§ ACTIVITY: Pull out every line below that holds the word "dark".

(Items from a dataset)
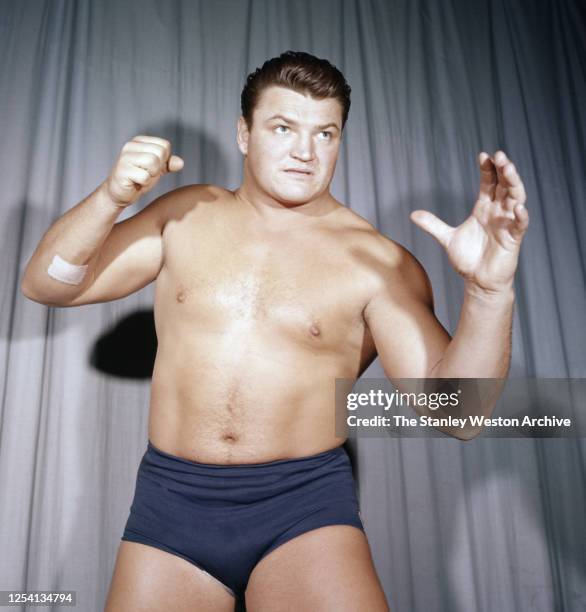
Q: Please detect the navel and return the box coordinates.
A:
[221,432,239,443]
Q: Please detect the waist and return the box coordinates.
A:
[149,381,346,460]
[136,439,356,508]
[147,438,347,471]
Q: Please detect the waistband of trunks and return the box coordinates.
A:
[145,438,347,476]
[140,440,355,505]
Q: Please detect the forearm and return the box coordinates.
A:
[420,284,514,439]
[431,282,515,379]
[21,181,124,302]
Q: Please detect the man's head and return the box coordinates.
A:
[237,51,351,207]
[240,51,351,131]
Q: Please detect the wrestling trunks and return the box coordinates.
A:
[121,439,364,600]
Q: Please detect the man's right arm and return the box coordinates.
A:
[20,135,184,307]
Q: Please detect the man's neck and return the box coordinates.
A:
[233,184,339,230]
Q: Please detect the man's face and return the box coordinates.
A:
[237,86,343,206]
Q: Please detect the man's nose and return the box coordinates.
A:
[290,134,315,162]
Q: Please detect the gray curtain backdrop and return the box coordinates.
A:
[1,0,585,610]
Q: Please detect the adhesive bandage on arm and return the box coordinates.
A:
[47,254,89,285]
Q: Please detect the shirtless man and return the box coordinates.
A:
[21,51,528,611]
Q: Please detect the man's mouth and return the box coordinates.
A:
[283,169,313,176]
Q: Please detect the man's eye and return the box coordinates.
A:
[275,125,289,134]
[318,131,332,140]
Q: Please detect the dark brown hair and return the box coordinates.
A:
[241,51,351,129]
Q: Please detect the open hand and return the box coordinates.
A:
[410,151,529,293]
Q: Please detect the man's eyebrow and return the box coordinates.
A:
[266,114,341,132]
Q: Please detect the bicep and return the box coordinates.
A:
[364,253,451,378]
[61,191,177,307]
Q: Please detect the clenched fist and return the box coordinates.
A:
[105,135,184,207]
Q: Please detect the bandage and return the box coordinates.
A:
[47,254,88,285]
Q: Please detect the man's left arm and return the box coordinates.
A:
[364,150,529,439]
[429,281,514,379]
[410,150,528,379]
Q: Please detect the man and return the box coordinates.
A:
[21,51,528,611]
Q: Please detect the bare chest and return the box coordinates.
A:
[157,215,373,349]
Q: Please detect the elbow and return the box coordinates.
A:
[21,285,47,305]
[20,275,43,302]
[451,426,483,442]
[20,277,61,307]
[20,267,43,300]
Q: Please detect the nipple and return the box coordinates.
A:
[309,323,321,337]
[176,289,187,303]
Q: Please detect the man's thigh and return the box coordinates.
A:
[104,541,236,612]
[245,525,390,612]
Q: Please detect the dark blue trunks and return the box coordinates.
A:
[121,440,364,600]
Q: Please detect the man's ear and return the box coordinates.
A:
[237,116,250,156]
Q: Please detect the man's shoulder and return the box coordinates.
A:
[160,183,233,227]
[165,182,233,208]
[334,207,406,263]
[336,207,431,299]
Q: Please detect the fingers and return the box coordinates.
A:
[126,152,164,177]
[410,210,454,249]
[122,165,152,187]
[490,150,527,211]
[510,202,529,240]
[108,135,183,206]
[132,134,172,158]
[478,150,527,211]
[477,152,497,201]
[168,154,184,173]
[123,138,171,174]
[124,135,184,174]
[476,150,529,244]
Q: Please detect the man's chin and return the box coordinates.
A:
[271,187,321,207]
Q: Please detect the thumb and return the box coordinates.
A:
[167,155,184,173]
[410,210,454,249]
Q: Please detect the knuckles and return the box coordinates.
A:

§ COMPLETED EXERCISE:
Q: Please detect the dark brown hair and return the box coordinates.
Q: Please detect the dark blue trunks and return the box coordinates.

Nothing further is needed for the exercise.